*Document excerpt*.

+ + + +

In one embodiment, the piston 16 is made from a highly thermally conductive material, such as aluminum or copper or the like. In another embodiment, the piston 16 is made from steel. Each piston 16 includes a cylindrical peripheral wall 24 extending from the front end to the rear end. From the front to the back, the wall 24 is tapered down to a thinner wall cross section such that it is thicker at the front end and is tapered down to a thinner wall cross section. The thicker part has higher heat capacity than the thinner part such that the thicker part transfers heat from the pad to the piston. Conversely, the thinner part has lower heat capacity, that is, more surface area per cross-sectional area, such that heat is not stored in the thinner part. Instead, heat is transferred to the coolant passage 22 in the caliper 12, as is detailed below.
In one embodiment, spring clips 26 connect the pistons 16 to one of the brake pads 14, as is described below. However, the piston 16 can be attached to the brake pads 14 with other attachment devices or in other ways. Where a spring clip 26 is used, in one embodiment the piston 16 includes a piston post 28 that projects from the rear axial end towards the disc 20. A cap 30 is provided on the end of the post 28. However, a spring clip 26 can connect the pistons 16 to one of the brake pads 14 in other ways, as is known in the art.
The caliper 12 includes a housing 32 having first and second sections 34, 36 connected to one another by a bridge portion 38 spanning a slot 40 that has a longitudinal centerline containing the disc 20. The first section 34 includes first and second piston bores 18a, 18b. The second section 36 includes third and fourth piston bores 18c, 19d. The piston bores 18a, 18b located on the first section 34 extend through the housing 32 such that each bore 18a, 18b defines an opening 42 in the housing 32 through which a pair of axially opposed pistons 16 is installed. Although the disc brake assemblies 10 is described herein as a caliper 12 in which axially opposed pistons 16 are installed from a single side, the caliper 12 can also be one in which the axially opposed pistons 16 are installed from two sides.
A plug 44 is threadably received in each opening 42. A hydraulic seal 46 is disposed in a groove 48 on the outer surface of each plug 44. The illustrated housing 32 is a fixed mount, four piston housing supporting two pairs of axially-movable pistons 16, which are mounted in each of the first and second sections 34, 36. Although the caliper 12 is described herein as a fixed caliper, the invention is also applicable to floating calipers.

+ + + +

(Dataset rows showing where objects appear)
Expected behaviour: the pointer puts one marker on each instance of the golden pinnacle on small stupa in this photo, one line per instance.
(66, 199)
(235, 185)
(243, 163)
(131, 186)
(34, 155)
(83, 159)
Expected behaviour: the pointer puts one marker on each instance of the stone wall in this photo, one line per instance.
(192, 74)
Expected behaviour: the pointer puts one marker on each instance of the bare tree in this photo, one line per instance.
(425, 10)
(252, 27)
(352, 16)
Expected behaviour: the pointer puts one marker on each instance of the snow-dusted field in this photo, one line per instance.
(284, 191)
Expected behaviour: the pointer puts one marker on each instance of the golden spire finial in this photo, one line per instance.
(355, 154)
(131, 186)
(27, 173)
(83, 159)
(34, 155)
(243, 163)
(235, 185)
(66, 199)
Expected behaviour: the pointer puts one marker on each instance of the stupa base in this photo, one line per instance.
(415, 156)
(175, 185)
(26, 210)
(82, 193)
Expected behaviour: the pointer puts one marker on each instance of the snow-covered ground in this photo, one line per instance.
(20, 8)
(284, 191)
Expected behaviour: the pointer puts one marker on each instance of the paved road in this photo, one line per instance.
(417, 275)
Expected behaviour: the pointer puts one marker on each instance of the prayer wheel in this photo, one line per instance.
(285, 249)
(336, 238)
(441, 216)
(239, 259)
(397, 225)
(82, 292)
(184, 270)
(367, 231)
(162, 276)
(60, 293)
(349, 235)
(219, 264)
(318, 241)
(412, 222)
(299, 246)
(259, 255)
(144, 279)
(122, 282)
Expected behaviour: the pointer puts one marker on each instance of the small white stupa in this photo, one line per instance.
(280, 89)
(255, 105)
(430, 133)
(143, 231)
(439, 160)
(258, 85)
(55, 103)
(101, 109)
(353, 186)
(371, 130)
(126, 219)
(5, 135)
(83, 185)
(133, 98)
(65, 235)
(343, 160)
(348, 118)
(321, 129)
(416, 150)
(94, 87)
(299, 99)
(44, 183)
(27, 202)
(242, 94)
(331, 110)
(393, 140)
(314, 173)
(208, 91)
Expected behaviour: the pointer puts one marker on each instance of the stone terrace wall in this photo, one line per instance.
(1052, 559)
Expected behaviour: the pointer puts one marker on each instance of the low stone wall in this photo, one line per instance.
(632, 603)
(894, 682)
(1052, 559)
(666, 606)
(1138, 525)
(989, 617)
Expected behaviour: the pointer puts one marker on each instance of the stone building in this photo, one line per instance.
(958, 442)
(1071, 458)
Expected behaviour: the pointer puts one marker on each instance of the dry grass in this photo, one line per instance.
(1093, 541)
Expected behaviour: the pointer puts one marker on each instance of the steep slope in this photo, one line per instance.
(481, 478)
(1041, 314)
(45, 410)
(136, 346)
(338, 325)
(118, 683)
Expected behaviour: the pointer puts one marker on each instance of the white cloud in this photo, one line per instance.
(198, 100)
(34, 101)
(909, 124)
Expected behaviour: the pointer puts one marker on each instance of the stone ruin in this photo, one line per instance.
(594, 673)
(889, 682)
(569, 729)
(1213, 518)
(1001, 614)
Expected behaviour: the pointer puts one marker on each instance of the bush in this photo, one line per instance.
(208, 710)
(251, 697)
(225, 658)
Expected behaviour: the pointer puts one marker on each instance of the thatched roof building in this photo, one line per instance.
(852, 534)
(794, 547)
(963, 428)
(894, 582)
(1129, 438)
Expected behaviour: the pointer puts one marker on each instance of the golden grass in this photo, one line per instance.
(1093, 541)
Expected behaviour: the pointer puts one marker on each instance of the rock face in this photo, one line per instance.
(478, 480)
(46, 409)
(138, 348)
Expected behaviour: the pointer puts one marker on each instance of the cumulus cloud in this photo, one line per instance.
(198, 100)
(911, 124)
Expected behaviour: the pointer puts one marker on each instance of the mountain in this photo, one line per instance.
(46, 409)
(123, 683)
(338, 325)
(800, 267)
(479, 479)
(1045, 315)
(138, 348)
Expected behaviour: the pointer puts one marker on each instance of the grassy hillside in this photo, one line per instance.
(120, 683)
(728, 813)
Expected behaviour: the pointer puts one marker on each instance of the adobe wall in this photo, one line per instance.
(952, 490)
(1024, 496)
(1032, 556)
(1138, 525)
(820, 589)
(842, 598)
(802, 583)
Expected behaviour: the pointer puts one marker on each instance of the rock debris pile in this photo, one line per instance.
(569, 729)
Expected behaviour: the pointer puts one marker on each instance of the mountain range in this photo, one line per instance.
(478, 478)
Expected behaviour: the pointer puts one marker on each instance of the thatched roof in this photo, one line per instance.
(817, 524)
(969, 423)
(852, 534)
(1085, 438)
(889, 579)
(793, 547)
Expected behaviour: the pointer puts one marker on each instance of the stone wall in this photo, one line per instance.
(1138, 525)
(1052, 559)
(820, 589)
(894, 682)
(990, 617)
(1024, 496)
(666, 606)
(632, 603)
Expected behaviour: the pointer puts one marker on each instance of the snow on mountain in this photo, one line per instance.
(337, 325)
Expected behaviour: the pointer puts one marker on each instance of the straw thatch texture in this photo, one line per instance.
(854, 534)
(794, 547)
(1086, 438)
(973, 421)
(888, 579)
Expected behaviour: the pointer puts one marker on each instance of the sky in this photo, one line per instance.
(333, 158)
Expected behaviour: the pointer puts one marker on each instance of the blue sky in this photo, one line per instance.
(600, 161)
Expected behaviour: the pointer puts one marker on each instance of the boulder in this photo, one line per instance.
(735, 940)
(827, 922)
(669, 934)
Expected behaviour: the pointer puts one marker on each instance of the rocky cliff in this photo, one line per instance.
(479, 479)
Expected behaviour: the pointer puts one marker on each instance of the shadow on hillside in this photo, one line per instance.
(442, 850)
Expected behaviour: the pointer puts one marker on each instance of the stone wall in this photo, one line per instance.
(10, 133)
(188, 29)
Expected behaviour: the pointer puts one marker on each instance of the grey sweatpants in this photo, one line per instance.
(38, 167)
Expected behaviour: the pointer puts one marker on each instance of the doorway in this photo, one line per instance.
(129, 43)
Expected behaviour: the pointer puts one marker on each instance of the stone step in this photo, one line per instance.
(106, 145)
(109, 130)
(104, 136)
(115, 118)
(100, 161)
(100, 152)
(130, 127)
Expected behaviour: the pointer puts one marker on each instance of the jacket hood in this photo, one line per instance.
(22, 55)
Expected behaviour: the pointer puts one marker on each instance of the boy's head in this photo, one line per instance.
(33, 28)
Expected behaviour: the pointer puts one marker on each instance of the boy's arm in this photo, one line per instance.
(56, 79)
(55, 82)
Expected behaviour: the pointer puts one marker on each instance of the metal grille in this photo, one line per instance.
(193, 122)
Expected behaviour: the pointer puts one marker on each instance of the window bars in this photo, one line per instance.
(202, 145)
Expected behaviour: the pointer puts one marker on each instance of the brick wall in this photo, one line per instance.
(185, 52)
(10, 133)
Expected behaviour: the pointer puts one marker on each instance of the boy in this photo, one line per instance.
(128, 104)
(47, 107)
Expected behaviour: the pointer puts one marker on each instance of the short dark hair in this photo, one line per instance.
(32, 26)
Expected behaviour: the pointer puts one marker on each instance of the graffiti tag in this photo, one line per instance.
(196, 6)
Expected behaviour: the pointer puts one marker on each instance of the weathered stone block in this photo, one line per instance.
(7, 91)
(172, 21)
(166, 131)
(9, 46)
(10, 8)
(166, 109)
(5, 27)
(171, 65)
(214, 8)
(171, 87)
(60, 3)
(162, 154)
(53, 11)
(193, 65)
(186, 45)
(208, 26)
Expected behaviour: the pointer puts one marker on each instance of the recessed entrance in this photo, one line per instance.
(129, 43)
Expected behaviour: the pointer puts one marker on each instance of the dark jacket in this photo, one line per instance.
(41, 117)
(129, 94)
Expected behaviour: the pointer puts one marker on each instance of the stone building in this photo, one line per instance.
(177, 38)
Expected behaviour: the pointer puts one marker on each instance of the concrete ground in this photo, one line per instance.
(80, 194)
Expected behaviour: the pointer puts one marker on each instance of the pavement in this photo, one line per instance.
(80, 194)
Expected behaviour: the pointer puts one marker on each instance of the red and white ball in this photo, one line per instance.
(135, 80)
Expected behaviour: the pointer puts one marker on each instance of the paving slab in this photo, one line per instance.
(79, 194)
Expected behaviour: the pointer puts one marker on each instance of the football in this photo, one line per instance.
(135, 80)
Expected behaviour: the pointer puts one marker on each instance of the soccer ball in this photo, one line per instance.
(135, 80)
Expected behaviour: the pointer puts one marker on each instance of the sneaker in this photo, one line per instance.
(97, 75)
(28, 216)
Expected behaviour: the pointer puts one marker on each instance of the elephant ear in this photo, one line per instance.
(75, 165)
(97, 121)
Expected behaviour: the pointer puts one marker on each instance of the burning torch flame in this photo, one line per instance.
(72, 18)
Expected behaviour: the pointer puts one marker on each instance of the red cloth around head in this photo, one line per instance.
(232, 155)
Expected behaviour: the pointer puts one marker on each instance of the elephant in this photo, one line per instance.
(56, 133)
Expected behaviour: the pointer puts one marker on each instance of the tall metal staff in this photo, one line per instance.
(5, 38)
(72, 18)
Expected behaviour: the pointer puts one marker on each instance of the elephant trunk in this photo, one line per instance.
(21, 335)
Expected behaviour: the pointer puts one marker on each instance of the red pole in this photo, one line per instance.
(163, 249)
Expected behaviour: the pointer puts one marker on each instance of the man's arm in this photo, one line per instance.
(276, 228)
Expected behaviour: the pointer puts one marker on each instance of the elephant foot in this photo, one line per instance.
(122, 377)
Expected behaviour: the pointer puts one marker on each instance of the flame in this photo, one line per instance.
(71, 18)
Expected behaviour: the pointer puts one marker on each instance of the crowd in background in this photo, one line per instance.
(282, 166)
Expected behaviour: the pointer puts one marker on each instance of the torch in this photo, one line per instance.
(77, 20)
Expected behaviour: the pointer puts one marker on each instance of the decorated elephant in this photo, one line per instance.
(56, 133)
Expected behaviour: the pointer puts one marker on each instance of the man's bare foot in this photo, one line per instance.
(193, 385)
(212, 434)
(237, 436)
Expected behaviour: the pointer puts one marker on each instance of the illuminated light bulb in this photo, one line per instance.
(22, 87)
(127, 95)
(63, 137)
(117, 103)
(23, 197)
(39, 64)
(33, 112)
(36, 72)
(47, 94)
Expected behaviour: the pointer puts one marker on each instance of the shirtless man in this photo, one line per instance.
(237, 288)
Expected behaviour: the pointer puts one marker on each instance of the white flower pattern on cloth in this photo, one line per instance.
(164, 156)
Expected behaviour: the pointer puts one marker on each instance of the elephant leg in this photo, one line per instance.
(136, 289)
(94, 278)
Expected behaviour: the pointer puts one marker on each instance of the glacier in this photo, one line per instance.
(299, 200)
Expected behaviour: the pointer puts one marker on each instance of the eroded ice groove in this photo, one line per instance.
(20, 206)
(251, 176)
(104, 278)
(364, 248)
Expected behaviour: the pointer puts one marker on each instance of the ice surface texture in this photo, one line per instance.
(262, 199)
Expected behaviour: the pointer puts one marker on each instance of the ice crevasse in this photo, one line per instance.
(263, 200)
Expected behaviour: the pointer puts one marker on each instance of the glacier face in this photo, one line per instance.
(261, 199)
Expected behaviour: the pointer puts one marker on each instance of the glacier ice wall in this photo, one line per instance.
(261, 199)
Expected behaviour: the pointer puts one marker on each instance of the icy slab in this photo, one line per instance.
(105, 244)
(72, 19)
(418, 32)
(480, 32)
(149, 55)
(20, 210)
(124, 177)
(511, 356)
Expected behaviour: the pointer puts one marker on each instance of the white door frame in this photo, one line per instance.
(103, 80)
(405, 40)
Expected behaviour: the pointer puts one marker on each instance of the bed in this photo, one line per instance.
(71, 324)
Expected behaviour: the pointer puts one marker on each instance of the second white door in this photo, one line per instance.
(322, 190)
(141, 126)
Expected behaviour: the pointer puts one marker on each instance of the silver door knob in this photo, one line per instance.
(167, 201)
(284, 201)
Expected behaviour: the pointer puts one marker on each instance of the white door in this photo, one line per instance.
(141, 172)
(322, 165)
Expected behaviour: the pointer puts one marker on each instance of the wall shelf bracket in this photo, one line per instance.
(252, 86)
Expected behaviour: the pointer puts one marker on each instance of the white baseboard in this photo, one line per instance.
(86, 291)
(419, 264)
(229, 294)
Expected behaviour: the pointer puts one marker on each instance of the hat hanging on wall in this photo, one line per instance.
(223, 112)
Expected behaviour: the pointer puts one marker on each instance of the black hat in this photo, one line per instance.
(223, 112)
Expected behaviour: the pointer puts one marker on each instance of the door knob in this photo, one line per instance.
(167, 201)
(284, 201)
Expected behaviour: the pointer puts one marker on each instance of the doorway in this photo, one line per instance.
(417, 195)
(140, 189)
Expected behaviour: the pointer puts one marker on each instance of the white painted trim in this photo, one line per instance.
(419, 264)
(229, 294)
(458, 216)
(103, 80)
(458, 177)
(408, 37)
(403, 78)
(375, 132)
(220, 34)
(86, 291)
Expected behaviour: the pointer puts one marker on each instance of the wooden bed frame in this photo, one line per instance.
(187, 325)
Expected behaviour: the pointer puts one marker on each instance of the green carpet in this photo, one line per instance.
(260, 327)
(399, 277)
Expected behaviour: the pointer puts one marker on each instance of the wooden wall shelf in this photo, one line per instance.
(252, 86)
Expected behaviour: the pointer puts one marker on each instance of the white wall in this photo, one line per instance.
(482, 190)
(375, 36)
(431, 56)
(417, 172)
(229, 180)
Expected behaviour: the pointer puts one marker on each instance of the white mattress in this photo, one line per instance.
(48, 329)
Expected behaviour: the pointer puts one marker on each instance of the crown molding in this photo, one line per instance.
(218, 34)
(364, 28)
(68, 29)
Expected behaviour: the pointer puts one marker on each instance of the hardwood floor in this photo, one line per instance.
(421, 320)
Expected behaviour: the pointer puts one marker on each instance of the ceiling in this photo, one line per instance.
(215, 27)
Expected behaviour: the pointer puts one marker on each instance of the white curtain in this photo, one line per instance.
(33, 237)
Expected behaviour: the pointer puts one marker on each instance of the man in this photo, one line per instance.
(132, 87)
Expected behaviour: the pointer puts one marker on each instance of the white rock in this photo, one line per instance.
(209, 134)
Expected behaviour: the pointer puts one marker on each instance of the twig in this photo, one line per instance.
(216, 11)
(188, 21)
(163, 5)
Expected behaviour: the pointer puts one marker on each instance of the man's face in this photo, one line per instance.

+ + + +

*Requirement 1*. Gather every line of the listing that contains the string "mountain", matching case exactly.
*Requirement 2*. Write the next part of the brake caliper passage, picking up after its final sentence.
The brake caliper passage and the listing come from separate sources.

*Written response 1*.
Expected behaviour: the pointer puts one marker on each instance of the mountain in this photo, one line per instance.
Expected behaviour: the pointer puts one marker on each instance of the mountain range in this photo, one line per instance.
Expected behaviour: the pointer puts one marker on each instance of the snow on mountain in this photo, one line per instance.

*Written response 2*.
The housing 32 is a metal housing, preferably made from aluminum or cast iron. Cast aluminum is lightweight, can be cast with complex internal and external features, and has high thermal conductivity. The high thermal conductivity promotes efficient conductive heat transfer from operative components of the caliper (namely, the brake pads and pistons) to coolant in the coolant passage as detailed below. Preferably, the entire housing 32, including both sections 34, 36 and the bridge portion 38, is a one-piece, cast body. A one-piece body is easier and less expensive to manufacture than a multiple-piece body. For example, a one-piece caliper eliminates many of the machining requirements that are necessary when manufacturing multiple-piece calipers. A one-piece aluminum housing is also very lightweight. The weight reduction results in an increased power-to-weight ratio—an important benefit in high-performance motorcycles and other vehicles. The housing could, alternatively, be a multiple-piece cast aluminum or iron body, the parts of which are bolted or otherwise connected together.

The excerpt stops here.